◆ WHAT IS EXPECTED ◆
Exactly the lines from the line containing "for white window" through the final line of the entries below must be returned, and only those, without pictures.

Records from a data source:

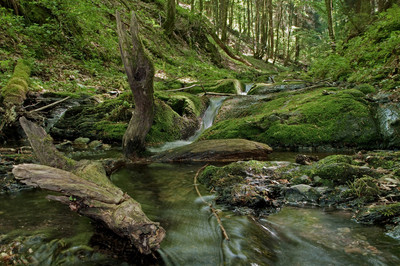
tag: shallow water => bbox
[1,161,399,265]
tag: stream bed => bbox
[1,160,399,265]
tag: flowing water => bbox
[148,97,226,153]
[239,83,254,95]
[1,162,399,265]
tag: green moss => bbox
[201,87,379,148]
[1,59,31,106]
[185,79,244,94]
[155,91,207,117]
[94,121,127,142]
[355,84,376,94]
[146,99,183,144]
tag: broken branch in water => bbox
[194,164,230,241]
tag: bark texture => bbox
[116,11,155,159]
[13,117,165,255]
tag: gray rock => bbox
[376,102,400,147]
[291,184,312,194]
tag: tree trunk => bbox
[164,0,176,36]
[15,117,165,254]
[116,11,155,159]
[267,0,274,60]
[325,0,336,51]
[220,0,229,42]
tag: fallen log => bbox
[13,117,165,255]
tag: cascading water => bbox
[239,83,254,95]
[148,97,226,153]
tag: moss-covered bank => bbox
[51,91,207,145]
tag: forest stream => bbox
[1,94,400,265]
[1,159,400,265]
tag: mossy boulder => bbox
[152,139,272,162]
[247,82,306,95]
[186,79,244,94]
[198,160,284,209]
[200,87,381,150]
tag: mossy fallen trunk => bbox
[12,117,165,254]
[0,59,30,131]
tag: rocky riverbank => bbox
[198,151,400,239]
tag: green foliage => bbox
[309,54,351,81]
[309,5,400,89]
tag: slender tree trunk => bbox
[267,0,274,60]
[325,0,336,51]
[116,12,155,159]
[273,2,282,64]
[294,9,300,63]
[220,0,229,42]
[246,0,251,38]
[164,0,176,36]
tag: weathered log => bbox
[19,116,71,170]
[116,11,155,159]
[14,117,165,254]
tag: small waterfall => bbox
[239,83,254,95]
[148,97,226,153]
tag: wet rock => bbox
[284,184,320,203]
[376,102,400,147]
[152,139,273,162]
[387,225,400,239]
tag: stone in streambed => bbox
[152,139,272,162]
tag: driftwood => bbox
[13,117,165,255]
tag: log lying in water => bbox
[13,117,165,255]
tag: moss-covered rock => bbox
[200,87,381,150]
[51,92,207,144]
[247,82,306,95]
[185,79,244,94]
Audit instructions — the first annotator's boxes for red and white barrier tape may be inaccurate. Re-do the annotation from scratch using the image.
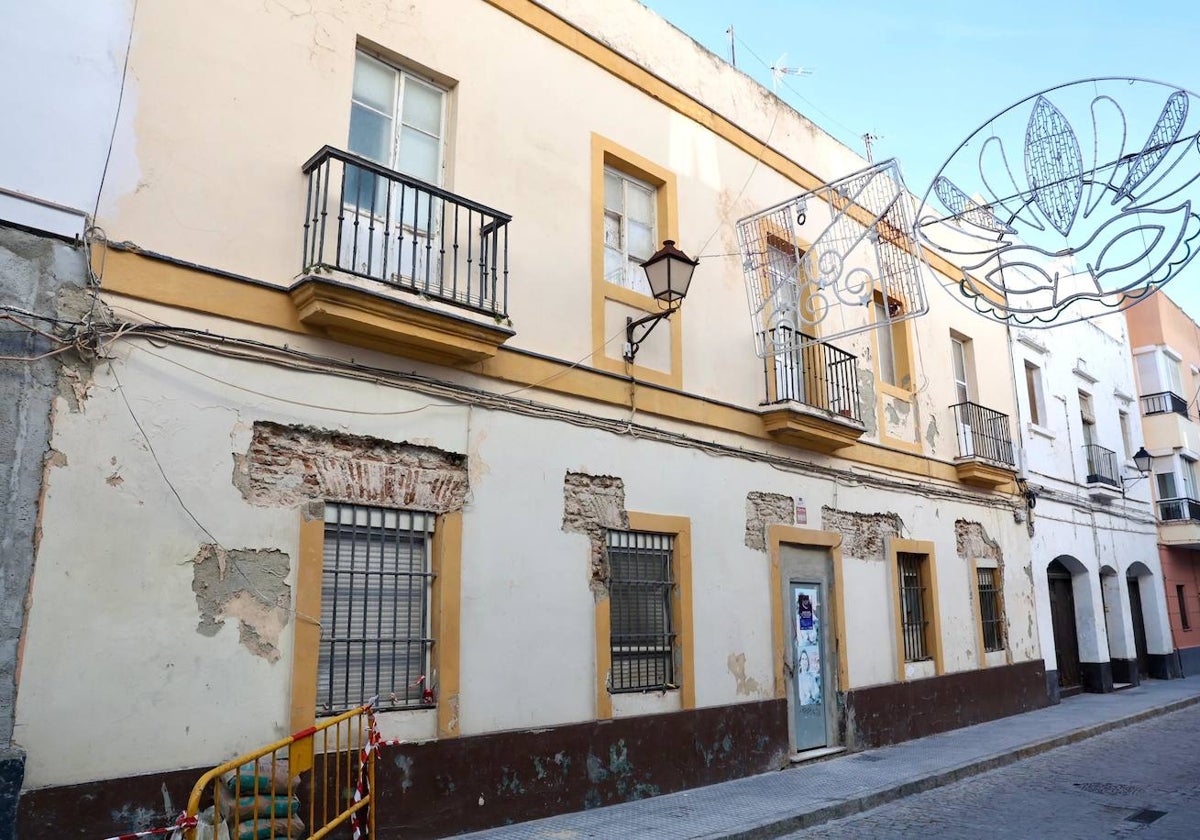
[102,813,197,840]
[349,705,405,840]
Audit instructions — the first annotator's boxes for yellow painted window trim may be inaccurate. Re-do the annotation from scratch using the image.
[766,525,849,698]
[594,511,693,719]
[590,133,682,389]
[889,538,943,682]
[971,557,1011,668]
[289,506,463,743]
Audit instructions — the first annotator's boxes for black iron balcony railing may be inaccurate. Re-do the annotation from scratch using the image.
[1140,391,1189,418]
[951,402,1015,466]
[1083,444,1120,487]
[302,146,511,316]
[1158,497,1200,522]
[761,326,861,423]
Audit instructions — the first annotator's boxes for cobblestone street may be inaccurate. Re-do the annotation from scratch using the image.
[788,703,1200,840]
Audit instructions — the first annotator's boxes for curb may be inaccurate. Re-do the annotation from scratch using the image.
[714,693,1200,839]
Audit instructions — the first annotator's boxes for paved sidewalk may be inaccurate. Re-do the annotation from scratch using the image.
[459,676,1200,840]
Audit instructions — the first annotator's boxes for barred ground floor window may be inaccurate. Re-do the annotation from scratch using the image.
[318,503,435,714]
[607,529,677,692]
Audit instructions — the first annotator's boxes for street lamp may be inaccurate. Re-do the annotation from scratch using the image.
[623,240,699,363]
[1121,446,1153,497]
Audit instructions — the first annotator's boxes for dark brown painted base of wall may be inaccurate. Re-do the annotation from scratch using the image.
[1110,658,1141,686]
[1045,669,1061,705]
[841,660,1049,749]
[19,765,205,840]
[374,698,789,838]
[1080,661,1114,693]
[1179,645,1200,677]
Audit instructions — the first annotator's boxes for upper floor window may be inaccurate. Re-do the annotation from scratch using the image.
[950,334,973,403]
[1024,361,1046,426]
[1078,391,1096,446]
[1119,409,1134,460]
[603,168,657,295]
[347,51,446,216]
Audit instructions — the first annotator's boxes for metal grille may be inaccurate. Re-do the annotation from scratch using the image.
[761,325,862,422]
[607,530,676,692]
[952,401,1016,466]
[1083,444,1119,486]
[1141,391,1190,418]
[1178,585,1191,631]
[898,552,929,662]
[1159,497,1200,521]
[977,567,1004,652]
[318,503,435,714]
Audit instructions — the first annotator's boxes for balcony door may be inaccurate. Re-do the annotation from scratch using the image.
[951,336,974,454]
[765,240,828,409]
[343,51,446,288]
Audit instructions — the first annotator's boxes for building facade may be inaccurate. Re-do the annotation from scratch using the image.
[1126,291,1200,676]
[1010,317,1174,701]
[4,1,1050,837]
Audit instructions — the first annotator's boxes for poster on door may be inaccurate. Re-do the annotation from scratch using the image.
[794,587,822,706]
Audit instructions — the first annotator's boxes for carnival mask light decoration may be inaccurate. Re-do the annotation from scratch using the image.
[917,78,1200,326]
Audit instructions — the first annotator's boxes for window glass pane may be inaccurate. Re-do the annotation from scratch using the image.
[876,303,896,385]
[353,54,397,115]
[1166,357,1184,394]
[1025,363,1041,424]
[349,103,392,164]
[603,211,622,250]
[626,182,655,225]
[627,219,655,260]
[1136,354,1160,393]
[397,126,440,183]
[604,171,623,212]
[951,338,969,402]
[1157,472,1178,498]
[604,246,623,284]
[625,258,650,295]
[401,78,443,136]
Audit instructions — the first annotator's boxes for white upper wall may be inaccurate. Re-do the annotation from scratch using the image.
[0,0,136,237]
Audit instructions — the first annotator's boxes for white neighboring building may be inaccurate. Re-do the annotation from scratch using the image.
[1011,315,1176,700]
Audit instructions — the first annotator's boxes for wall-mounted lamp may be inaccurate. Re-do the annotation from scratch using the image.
[623,240,699,363]
[1121,446,1153,497]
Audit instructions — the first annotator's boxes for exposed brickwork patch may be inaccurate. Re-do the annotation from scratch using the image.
[955,519,1001,563]
[562,472,628,597]
[745,491,794,550]
[821,507,902,561]
[233,421,468,511]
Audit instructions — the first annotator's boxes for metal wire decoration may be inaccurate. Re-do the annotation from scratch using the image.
[916,78,1200,327]
[736,158,931,358]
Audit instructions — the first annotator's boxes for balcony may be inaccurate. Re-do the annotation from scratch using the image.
[950,402,1016,488]
[1140,391,1189,418]
[293,146,514,365]
[1159,497,1200,522]
[1158,497,1200,547]
[758,327,866,453]
[1083,444,1120,487]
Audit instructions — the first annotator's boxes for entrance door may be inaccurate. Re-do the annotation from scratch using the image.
[788,582,830,750]
[1128,577,1150,679]
[1047,561,1082,694]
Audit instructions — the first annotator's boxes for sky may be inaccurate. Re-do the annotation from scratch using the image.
[640,0,1200,320]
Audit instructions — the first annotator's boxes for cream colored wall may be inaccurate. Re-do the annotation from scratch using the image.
[17,332,1034,787]
[95,0,1018,455]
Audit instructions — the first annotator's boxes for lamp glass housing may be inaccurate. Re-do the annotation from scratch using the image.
[1132,446,1152,475]
[641,239,698,303]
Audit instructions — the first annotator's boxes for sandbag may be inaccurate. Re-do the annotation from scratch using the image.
[217,785,300,823]
[221,756,296,796]
[232,815,305,840]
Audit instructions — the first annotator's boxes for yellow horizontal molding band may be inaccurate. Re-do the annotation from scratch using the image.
[98,248,1015,493]
[479,0,997,302]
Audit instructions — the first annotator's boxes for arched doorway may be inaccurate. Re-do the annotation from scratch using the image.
[1047,558,1082,696]
[1100,566,1138,686]
[1127,562,1154,679]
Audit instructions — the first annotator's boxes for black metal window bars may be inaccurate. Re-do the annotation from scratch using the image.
[898,552,930,663]
[1083,444,1120,487]
[302,146,511,316]
[318,503,435,714]
[1140,391,1190,418]
[977,567,1004,652]
[951,402,1015,466]
[1157,497,1200,522]
[607,530,676,692]
[761,326,862,423]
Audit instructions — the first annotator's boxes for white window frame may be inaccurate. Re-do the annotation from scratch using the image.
[1119,409,1134,462]
[350,51,447,185]
[1025,361,1046,427]
[875,301,898,386]
[951,335,972,404]
[603,167,658,295]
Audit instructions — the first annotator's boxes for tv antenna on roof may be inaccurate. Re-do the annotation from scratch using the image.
[770,53,813,92]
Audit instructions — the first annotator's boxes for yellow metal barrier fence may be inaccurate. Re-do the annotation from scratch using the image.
[185,706,376,840]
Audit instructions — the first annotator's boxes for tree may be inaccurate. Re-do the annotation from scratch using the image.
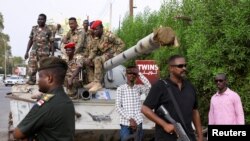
[117,0,250,124]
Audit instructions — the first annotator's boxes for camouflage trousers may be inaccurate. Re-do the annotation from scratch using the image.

◆ WRITTEN RESPONSE ◆
Audit instructions — the first annotator's boxes for white window frame may be inaccurate. Re-do the annotation from scratch using the image.
[1119,409,1134,462]
[350,51,447,185]
[1025,361,1046,427]
[875,301,898,386]
[951,335,972,404]
[603,167,658,295]
Audit instructions — the first annotator's boxes for tv antenna on roof may be inaccurate. Re-do the annotation from scratch using the image.
[770,53,813,92]
Audit instructions — the first annotator's boxes for yellow metal barrier fence may be inaccurate. Re-do the annotation from scratch using the image.
[185,706,376,840]
Audit instructions — the first annotator's boxes for tree may be inaccurate. Re-do the annotation from scratch using the image.
[117,0,250,124]
Audit instructions — the first annotator's boxes for camouflage trousers may be inaccurate. Re-do the annotation from scratch using the image.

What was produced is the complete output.